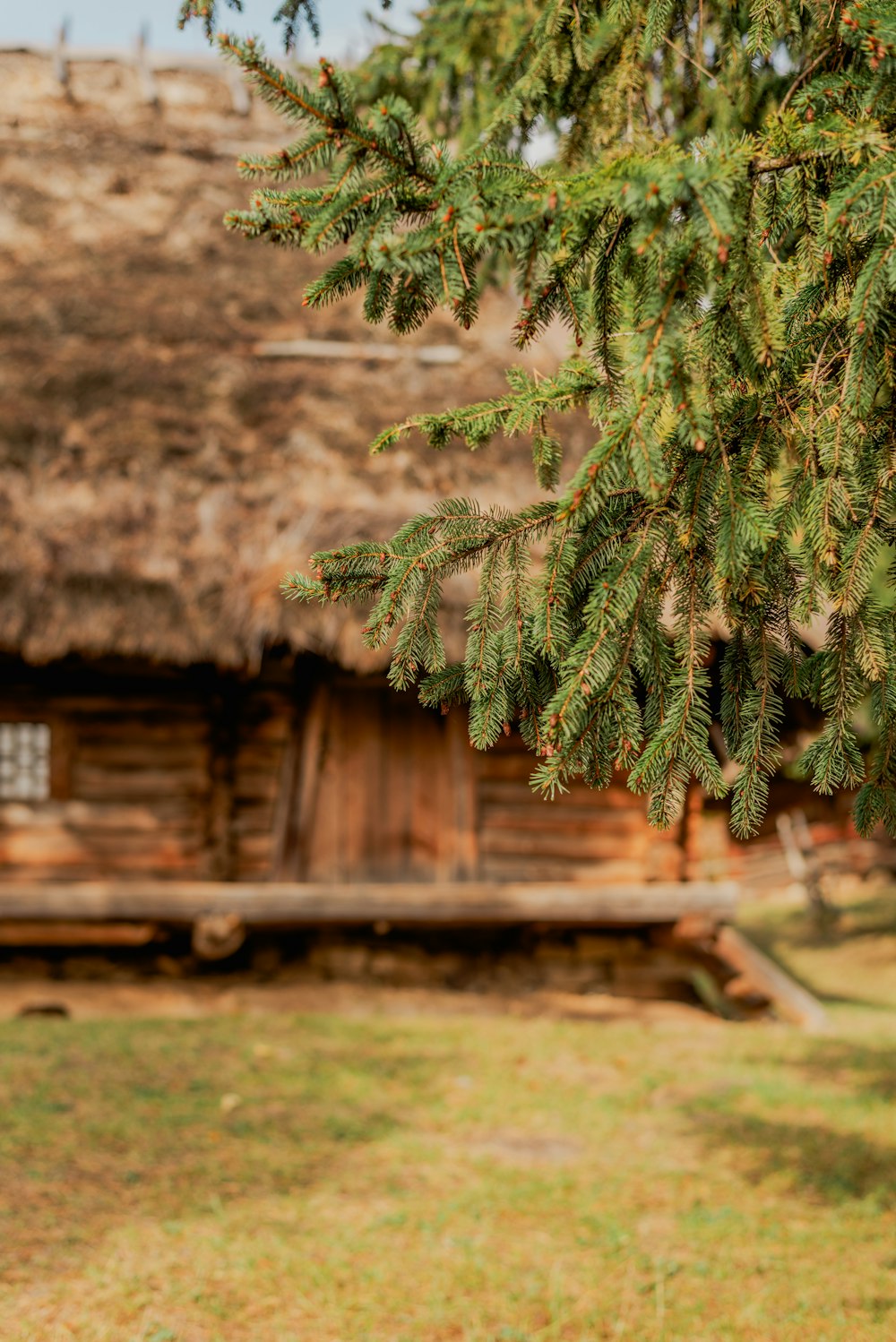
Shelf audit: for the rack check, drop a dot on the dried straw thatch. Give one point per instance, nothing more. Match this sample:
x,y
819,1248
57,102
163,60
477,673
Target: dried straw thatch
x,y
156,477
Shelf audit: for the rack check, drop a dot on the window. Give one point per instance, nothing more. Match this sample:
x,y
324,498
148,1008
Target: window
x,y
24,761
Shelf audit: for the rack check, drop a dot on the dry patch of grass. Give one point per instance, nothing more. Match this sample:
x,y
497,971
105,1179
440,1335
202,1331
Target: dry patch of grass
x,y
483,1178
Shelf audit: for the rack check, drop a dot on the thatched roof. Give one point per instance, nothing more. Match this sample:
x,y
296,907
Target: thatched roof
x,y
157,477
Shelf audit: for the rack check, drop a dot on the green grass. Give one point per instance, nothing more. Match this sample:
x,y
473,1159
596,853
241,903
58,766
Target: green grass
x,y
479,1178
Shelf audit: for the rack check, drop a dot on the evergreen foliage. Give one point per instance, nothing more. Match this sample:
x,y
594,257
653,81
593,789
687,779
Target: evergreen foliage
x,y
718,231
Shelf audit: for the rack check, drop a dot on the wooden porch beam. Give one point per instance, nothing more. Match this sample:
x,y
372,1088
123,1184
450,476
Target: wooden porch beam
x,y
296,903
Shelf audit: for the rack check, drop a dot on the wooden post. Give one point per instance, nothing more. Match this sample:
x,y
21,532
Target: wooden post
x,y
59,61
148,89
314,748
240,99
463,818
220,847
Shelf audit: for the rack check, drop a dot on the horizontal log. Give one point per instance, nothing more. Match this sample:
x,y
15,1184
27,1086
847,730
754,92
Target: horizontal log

Problem statement: Give every line above again exactly, with no pictures.

Right answer:
Shelf audit: for the rack check, drop a dot on the dried straw thatch. Give one point per instance, nothing more. Match this sample:
x,y
819,1248
57,102
163,60
477,673
Target: dried straw thatch
x,y
156,477
Shelf audit: for the rack check, drop a dot on the window. Give one point per instance, nothing more. Match this sample:
x,y
324,498
148,1008
Target: window
x,y
24,761
Shelf audit: for the rack check, drop a dot on the dry patch of grass. Give one point per instance, nothing more. Match this sample:
x,y
497,971
105,1179
440,1335
202,1331
Target: dry patch of grass
x,y
483,1178
Shelf audit: for the rack check, drop a dot on the thatched roof. Give one point per instance, nothing more. Match this sample:
x,y
296,907
Target: thatched roof
x,y
157,477
Shelf audit: for the rack check, drop a dot on the green grass. Give one point per instance, nothing more. Match this sample:
x,y
473,1159
596,853
241,903
58,766
Target: green grass
x,y
479,1178
Shelf audit: for the rack check, drop a dot on the evergreen foliage. Give one point per instance, nothing more. Match this sample:
x,y
594,257
653,81
593,789
687,779
Target: evergreen foliage
x,y
718,231
Shelf audit: for the rack check, drop a dot on the wooden porch beam. Give one point per instance, nothing more. Match this sample:
x,y
372,1088
123,1184
450,476
Target: wooden porch beam
x,y
296,903
Shelf audit: for the rack check, drop a dot on the wooden post. Give one point per instance, nothing more. Match this sample:
x,y
21,532
Target: wooden post
x,y
59,61
148,89
314,748
240,99
463,818
220,847
Shelf audit: for the rack check, drop a dot on the horizontal log. Give one point per instance, nothing more. Match this sample:
x,y
15,1184
27,1086
847,730
754,92
Target: horizontal log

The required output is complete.